Année politique Suisse 2012 : Infrastruktur und Lebensraum / Verkehr und Kommunikation
Eisenbahnverkehr
Eine im Mai im Ständerat eingereichte Motion Janiak (sp, BL) fordert vom Bundesrat Massnahmen zur und Ausnahmen von der bestehenden
Trassenprioritätsordnung im Eisenbahngesetz. Den Interessen des Schienengüterverkehrs soll so mehr Achtung zukommen. Der Bundesrat verwies auf laufende Bemühungen und beantragte die Annahme der Motion. Stände- und Nationalrat überwiesen das Geschäft Ende Jahr
[27].
Im September überwies der Nationalrat ein Postulat Grossen (glp, BE), welches den Bundesrat beauftragt, Anpassungen der
Trassenprioritäten zu prüfen, um das Verlagerungsziel im Güterverkehr zu erreichen. Trassenausbauten würden gemäss Postulat oft vom Personenverkehr beansprucht, auch wenn diese ursprünglich für den Güterverkehr geplant waren. Dies sei der Umsetzung des Verlagerungszieles hinderlich. Der Bundesrat äusserte in seiner Stellungnahme die Bereitschaft, die Kapazitätssicherung des Güterverkehrs zu prüfen. Das Postulat wurde mit 129 zu 54 Stimmen überwiesen
[28].

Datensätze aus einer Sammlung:

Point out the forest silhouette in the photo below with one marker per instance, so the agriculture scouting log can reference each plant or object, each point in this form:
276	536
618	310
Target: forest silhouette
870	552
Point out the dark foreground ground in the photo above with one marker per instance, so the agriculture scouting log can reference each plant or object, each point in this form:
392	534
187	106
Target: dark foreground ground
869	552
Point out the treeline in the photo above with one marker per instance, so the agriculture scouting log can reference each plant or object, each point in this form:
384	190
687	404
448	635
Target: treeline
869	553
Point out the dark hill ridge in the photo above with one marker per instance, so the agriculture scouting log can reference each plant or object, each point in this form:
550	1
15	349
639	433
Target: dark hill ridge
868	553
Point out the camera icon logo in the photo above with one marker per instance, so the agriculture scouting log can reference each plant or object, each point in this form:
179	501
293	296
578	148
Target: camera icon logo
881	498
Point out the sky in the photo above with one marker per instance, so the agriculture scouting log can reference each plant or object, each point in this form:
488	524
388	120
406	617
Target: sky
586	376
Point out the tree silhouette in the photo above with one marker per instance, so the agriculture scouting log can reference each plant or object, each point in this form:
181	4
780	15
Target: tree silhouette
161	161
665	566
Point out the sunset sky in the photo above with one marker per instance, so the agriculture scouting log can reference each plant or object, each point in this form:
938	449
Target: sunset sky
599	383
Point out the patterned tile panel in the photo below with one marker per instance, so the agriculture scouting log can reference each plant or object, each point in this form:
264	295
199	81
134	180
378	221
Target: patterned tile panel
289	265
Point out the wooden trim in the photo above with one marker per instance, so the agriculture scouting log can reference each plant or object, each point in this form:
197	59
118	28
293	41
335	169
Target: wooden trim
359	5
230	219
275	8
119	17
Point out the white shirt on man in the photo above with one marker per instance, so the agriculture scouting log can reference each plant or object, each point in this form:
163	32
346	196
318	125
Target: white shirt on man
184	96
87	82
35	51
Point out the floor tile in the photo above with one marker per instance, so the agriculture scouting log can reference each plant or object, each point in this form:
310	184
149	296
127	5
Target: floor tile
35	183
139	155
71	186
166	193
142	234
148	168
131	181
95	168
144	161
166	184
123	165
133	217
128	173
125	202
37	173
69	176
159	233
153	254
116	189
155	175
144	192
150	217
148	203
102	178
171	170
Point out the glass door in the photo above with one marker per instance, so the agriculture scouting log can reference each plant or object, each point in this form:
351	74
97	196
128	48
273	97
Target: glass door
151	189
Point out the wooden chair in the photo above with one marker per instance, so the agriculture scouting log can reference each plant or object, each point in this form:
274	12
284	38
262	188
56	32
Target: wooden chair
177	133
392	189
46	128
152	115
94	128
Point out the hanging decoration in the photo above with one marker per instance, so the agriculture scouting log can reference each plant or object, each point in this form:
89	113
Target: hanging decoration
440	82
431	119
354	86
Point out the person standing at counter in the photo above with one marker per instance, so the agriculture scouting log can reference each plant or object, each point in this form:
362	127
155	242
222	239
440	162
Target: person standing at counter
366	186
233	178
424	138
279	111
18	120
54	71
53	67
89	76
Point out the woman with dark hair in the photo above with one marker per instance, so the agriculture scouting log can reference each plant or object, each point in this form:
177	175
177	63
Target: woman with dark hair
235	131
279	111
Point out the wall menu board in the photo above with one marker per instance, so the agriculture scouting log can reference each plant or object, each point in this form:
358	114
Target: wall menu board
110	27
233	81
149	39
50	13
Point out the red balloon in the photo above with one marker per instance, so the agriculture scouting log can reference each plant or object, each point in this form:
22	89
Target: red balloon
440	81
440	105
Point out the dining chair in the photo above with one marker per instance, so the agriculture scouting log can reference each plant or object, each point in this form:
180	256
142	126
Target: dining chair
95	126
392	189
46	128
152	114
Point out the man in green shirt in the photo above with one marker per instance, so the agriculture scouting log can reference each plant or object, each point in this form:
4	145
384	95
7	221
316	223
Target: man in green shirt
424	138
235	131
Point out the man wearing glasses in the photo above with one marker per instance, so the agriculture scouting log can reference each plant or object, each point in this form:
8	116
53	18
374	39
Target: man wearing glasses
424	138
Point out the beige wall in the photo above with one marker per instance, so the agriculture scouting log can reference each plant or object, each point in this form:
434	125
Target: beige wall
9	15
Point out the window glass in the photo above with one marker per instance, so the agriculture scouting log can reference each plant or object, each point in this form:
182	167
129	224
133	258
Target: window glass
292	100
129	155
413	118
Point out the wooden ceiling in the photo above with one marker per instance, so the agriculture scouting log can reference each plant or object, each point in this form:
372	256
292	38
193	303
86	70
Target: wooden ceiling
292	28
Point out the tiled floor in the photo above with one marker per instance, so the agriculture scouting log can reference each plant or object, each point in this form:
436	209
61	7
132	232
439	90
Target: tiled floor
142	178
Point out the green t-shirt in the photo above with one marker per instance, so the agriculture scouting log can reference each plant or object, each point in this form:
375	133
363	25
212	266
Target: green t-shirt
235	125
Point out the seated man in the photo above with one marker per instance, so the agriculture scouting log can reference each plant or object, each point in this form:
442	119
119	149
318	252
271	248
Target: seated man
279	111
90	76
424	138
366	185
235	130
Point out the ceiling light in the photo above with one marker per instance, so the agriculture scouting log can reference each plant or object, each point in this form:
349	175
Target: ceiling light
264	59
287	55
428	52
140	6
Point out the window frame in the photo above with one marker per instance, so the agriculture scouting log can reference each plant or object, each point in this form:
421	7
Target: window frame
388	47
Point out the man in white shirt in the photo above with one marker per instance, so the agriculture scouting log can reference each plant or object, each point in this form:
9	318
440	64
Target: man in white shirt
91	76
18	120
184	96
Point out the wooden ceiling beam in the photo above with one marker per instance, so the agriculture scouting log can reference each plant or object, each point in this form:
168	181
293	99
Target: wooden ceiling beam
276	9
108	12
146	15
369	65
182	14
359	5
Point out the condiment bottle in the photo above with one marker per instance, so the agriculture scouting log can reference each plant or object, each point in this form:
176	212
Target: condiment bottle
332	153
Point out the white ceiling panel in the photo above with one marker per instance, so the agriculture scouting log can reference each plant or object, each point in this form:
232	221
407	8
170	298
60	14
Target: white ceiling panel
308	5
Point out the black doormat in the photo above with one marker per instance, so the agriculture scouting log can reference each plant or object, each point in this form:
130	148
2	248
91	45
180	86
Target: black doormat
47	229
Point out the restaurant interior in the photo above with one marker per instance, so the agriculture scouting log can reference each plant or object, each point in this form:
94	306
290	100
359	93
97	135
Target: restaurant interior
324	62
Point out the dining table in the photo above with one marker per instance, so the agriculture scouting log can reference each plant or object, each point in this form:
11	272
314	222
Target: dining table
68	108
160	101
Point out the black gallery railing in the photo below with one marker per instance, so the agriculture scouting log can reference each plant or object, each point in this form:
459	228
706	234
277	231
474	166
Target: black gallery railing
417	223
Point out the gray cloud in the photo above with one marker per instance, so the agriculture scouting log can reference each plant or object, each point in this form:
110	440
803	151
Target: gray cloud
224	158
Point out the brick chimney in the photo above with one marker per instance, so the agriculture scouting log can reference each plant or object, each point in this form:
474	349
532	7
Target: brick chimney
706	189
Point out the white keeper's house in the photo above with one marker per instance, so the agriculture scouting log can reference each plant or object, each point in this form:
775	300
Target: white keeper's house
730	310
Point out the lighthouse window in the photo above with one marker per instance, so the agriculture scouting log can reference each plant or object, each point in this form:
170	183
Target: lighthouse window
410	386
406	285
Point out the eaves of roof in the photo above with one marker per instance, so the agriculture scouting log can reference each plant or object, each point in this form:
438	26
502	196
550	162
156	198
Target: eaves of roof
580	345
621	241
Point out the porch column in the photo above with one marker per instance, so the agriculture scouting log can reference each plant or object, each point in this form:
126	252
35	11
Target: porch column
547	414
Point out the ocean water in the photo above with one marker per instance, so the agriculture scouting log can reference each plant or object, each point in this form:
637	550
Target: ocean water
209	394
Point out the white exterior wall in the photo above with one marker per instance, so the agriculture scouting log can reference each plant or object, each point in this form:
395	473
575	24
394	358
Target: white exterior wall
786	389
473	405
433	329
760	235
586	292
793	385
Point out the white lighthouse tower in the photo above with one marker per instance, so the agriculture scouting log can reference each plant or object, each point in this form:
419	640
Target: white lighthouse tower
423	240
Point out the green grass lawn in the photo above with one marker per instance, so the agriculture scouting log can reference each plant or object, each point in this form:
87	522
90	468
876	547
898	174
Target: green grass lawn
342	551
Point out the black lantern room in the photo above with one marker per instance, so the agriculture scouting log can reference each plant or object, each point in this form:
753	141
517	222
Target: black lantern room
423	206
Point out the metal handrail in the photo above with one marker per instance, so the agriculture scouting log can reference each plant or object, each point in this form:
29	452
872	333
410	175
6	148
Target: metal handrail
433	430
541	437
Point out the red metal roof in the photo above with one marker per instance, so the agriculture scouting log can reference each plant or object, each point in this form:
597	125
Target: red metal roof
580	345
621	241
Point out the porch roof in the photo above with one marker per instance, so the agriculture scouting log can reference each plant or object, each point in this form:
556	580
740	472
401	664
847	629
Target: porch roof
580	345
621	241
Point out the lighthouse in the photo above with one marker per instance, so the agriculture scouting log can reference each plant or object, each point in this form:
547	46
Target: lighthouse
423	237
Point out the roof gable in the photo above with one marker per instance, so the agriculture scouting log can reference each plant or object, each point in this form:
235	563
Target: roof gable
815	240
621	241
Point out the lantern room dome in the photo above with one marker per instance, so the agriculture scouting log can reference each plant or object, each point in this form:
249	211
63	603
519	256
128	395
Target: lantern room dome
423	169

*ZU BEARBEITENDE AUFGABEN*.
1. Mit welchem Stimmenverhältnis überwies der Nationalrat laut dem Auszug zum Eisenbahnverkehr das Postulat Grossen?
2. Setze den Auszug zum Eisenbahnverkehr im Anschluss an seinen letzten Satz fort.

*LÖSUNGEN*.
1. Mit 129 zu 54 Stimmen.

2.
Das
brachliegende Potenzial von Eisenbahnnebenstrecken nutzbar zu machen ist das Ziel eines Postulats Fetz (sp, BS). Das Postulat beauftragt den Bundesrat mit der Erstellung einer Übersicht über die bestehenden Eisenbahnnebenstrecken, welche mit geringem Aufwand (für Verbindungskurven und Kreuzungspunkte) für den Schienengüterverkehr genutzt werden könnten. Der Ständerat überwies das Postulat Ende September stillschweigend
[29].
Im Juni des Berichtjahres gab der Bundesrat die elfte Tranche für die Anbindung der schweizerischen Bahninfrastruktur an das
europäische Bahn-Hochleistungsnetz (HGV) frei. Vier Vorhaben sollen realisiert werden: Der Ausbau der Station Roggwil-Berg (20.8 Mio. CHF), der Ausbau von mehreren Bahnhöfen zwischen Delsberg und Delle (17.1 Mio. CHF), der Ausbau auf Doppelspur zwischen Hüntwangen und Rafz (Strecke Zürich-Schaffhausen bzw. -Stuttgart) sowie ein Spurwechsel in Schaffhausen (2.1 Mio. CHF)
[30].
Ein Postulat Baumann (cvp, UR) verlangt vom Bundesrat die Ausarbeitung eines Konzepts zur
zukünftigen Nutzung der Bahninfrastruktur auf der Gotthard-Bergstrecke, deren Nutzung sich mit der Eröffnung des Gotthard-Basistunnels drastisch verändern wird. Der Ständerat überwies das Postulat Ende September
[31].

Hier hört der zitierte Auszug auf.